Region pointing data:
**********

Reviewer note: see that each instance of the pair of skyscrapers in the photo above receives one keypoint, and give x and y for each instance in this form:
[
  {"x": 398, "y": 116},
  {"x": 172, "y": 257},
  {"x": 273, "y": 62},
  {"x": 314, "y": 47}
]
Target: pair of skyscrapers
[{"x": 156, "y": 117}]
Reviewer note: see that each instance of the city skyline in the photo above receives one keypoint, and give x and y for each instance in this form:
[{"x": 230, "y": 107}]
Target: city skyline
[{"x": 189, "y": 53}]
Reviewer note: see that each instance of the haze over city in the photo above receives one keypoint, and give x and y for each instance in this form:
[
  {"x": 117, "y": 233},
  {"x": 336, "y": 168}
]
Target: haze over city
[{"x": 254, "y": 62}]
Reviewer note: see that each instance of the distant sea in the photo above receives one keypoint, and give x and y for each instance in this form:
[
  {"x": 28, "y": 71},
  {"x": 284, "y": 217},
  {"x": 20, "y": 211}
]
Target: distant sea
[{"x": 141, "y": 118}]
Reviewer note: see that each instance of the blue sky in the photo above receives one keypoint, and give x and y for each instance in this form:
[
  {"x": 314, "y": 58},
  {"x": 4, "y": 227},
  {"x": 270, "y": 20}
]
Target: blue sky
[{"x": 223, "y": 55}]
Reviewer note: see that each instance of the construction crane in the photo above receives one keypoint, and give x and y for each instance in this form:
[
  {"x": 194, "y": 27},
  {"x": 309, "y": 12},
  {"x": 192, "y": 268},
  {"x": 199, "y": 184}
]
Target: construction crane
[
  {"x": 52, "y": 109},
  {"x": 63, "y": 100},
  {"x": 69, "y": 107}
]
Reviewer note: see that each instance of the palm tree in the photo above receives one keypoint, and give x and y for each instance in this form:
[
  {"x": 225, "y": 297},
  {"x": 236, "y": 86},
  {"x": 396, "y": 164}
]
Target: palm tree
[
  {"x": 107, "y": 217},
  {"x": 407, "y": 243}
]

**********

--- TASK REQUIREMENTS ---
All records shown above are to be given again verbatim.

--- ANSWER SECTION ---
Reviewer note: see that each instance of the pair of skyscrapers in the photo above receives one keypoint, and give x and y for each instance in this form:
[
  {"x": 398, "y": 116},
  {"x": 172, "y": 257},
  {"x": 273, "y": 62},
  {"x": 314, "y": 47}
]
Target: pair of skyscrapers
[{"x": 156, "y": 117}]
Reviewer note: see that each instance of the city skyline in the photo above receives one keypoint, and give x and y for each instance in this form:
[{"x": 230, "y": 107}]
Target: city skyline
[{"x": 189, "y": 53}]
Reviewer note: see that each instance of the haze over city in the photo above receives one keypoint, and give x and y for each instance in this form:
[
  {"x": 117, "y": 233},
  {"x": 336, "y": 168}
]
Target: haze over city
[{"x": 254, "y": 62}]
Reviewer note: see that each instance of the distant sea in the photo above receives one keypoint, and give x and y for each instance in this form:
[
  {"x": 28, "y": 71},
  {"x": 284, "y": 217},
  {"x": 20, "y": 211}
]
Target: distant sea
[{"x": 141, "y": 118}]
Reviewer note: see that each instance of the blue sky in the photo above receives one keypoint, and give x and y for each instance in this form:
[
  {"x": 314, "y": 58},
  {"x": 4, "y": 227},
  {"x": 270, "y": 20}
]
Target: blue sky
[{"x": 223, "y": 55}]
Reviewer note: see that each instance of the construction crane in the photo above receives one keypoint, and give x and y for each instance in this form:
[
  {"x": 194, "y": 27},
  {"x": 309, "y": 12},
  {"x": 192, "y": 268},
  {"x": 199, "y": 184}
]
Target: construction crane
[
  {"x": 52, "y": 109},
  {"x": 63, "y": 100},
  {"x": 69, "y": 107}
]
Reviewer note: see that each instance of the palm tree in the photo above receives one keypoint, and give x and y for each instance in this form:
[
  {"x": 225, "y": 297},
  {"x": 236, "y": 86},
  {"x": 396, "y": 164}
]
Target: palm tree
[
  {"x": 107, "y": 217},
  {"x": 407, "y": 243}
]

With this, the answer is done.